§ **给定文段**

═══

第1回
很想知道自己在朋友的眼中是什么样子。
心动不如行动,开辟一个小园,请各位朋友留下墨宝
楼下放上死乞白赖向同事要的文章,欢迎大家继续砸玉过来。
狮子,你还欠我一份鉴定书呢,都一个月了。
宁子走了,失落之余,遂完结本文,以为纪念。——小爱,于12月12日
本帖已被夕灵于2010年7月15日6时58分50秒编辑过
作者:宁子
关系:同事
写在前面的话:
据小爱说,我是她在现实生活中发展的第二个同好,当然,第一个就是大家都熟悉的君澜。
我纳闷我哪里像被动,答案是,鉴于培养主动失败,所以要把我培养成被动试试。我心里想:仍旧是失败。

═══

§ **数据摘录**
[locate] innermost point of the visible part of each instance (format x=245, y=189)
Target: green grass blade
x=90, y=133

═══

§ **练习任务 1**
根据这篇帖子,小爱在现实生活中发展的第一个同好是谁?
§ **练习任务 2**
请原样复制这篇帖子中的一段:从含有“狮子,你还欠我一份鉴定书呢,都一个月了。”的地方开始,到“试试。我心里想:仍旧是失败。”之后停止。
§ **练习任务 3**
从这篇帖子停下的地方接着往下写。
上面的材料用不到。

§ **输出结果 1**
君澜。

§ **输出结果 2**
狮子,你还欠我一份鉴定书呢,都一个月了。
宁子走了,失落之余,遂完结本文,以为纪念。——小爱,于12月12日
本帖已被夕灵于2010年7月15日6时58分50秒编辑过
作者:宁子
关系:同事
写在前面的话:
据小爱说,我是她在现实生活中发展的第二个同好,当然,第一个就是大家都熟悉的君澜。
我纳闷我哪里像被动,答案是,鉴于培养主动失败,所以要把我培养成被动试试。我心里想:仍旧是失败。

§ **输出结果 3**
我好奇为什么选择我,答案是,既然被你发现了,就肯定要拖你下水的。现在的感觉是:当初没发现,该有多好啊。
唯一庆幸的是,世界向我开启了新的窗口,我看到了新的风景,也看到了别样的小爱。
工具篇
我到单位报到之后,就分在小爱的部门。这个部门都是年轻人,而她是除了部长之外,年龄最大的了。我惊讶于她的年龄、学历和她的性格不相称,她丝毫没有女孩子的矜持,很热心的带着我熟悉现场。难得有人愿意带我入门(我是跨专业),我就一直心存感谢的跟着她到处转。直到后来我才恍然大悟,内心总是感觉孤独的她,其实更感谢我的陪伴。
大概是一个星期左右的一天,我猛地发现这姐姐有个很奇怪的习惯——总是低着头走路,还时不时地从地下捡起点儿什么,在手心里敲敲,再摇头扔掉。我好奇的偷偷观察:钢筋头、焊条、木丝板、钢管、竹批…各种各样的材质,唯一的共同点,都是300—500mm的条状物。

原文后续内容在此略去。